▶ **Task item**:
Each entry is to be restated word for word, with nothing omitted.

▶ **Material for this task**:
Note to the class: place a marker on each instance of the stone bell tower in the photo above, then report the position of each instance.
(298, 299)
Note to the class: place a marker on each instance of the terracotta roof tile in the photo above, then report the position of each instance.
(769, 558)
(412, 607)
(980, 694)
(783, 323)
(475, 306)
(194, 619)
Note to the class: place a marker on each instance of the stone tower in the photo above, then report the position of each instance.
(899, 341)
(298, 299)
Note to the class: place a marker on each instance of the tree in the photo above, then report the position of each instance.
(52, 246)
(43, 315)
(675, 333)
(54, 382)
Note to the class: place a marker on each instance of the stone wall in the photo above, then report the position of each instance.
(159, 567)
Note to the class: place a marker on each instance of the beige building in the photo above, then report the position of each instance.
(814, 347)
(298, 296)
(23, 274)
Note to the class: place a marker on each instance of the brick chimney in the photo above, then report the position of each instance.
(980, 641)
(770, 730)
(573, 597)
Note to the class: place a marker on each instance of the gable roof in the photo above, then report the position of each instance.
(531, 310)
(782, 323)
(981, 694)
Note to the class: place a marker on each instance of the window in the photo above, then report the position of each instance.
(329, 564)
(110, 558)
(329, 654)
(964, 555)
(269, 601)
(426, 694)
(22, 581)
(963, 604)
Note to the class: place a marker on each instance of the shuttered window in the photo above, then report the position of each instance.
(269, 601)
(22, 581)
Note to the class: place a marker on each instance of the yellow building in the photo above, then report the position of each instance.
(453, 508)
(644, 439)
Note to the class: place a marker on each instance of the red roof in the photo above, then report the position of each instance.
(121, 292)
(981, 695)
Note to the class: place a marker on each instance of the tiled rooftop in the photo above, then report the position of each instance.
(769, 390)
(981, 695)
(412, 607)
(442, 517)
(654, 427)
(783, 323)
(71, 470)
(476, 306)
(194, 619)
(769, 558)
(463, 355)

▶ **Answer section**:
Note to the class: place a marker on each instance of the stone bell tower in the photo above, then report the position of each instance.
(298, 299)
Note to the class: place a marker on each instance of the terracotta roof tile in the photo above, then report the position of each instance.
(769, 558)
(412, 607)
(980, 694)
(783, 323)
(475, 306)
(194, 619)
Note to the class: place a marker on each instance of the stone tower in the photo above, then report the position of each instance.
(899, 341)
(298, 299)
Note to the class: place a marker on each instance of the tree in the photo above, then report the position of each instance.
(52, 246)
(43, 315)
(675, 333)
(54, 382)
Note to the class: place a marker on each instance of the stone wall in the photo above, then report the position of each instance.
(159, 567)
Note to the class: place a marker on each instance of the beige building in the photo above, then report the position of each instance.
(814, 347)
(298, 296)
(23, 274)
Note to the class: place a marker on each instance of the brick chimney in the photo above, then report the position of each instance.
(980, 641)
(770, 730)
(573, 597)
Note to the class: place a marker on each instance of the gable roof in the photo above, then report the position of each instance.
(531, 310)
(782, 323)
(981, 694)
Note to the class: place a marker on each instance of the window in the photo above, then report the position of each instance.
(329, 564)
(110, 558)
(329, 654)
(964, 555)
(269, 601)
(426, 694)
(22, 581)
(963, 604)
Note to the class: place a marker on each instance of the shuttered window in the photo above, then report the position of each instance.
(269, 601)
(22, 581)
Note to the class: place a marker on each instance of the yellow building in the photo above, then report the position of each instance.
(453, 508)
(644, 439)
Note to the class: place a marker on each instance of the red roof in the photo above, then report the position of each instance.
(121, 292)
(981, 695)
Note to the class: place a marker on each instance of the tiled rooftop in the photo above, then report the position of each instance.
(769, 390)
(981, 695)
(412, 607)
(442, 517)
(654, 427)
(783, 323)
(71, 470)
(476, 306)
(194, 619)
(769, 558)
(463, 355)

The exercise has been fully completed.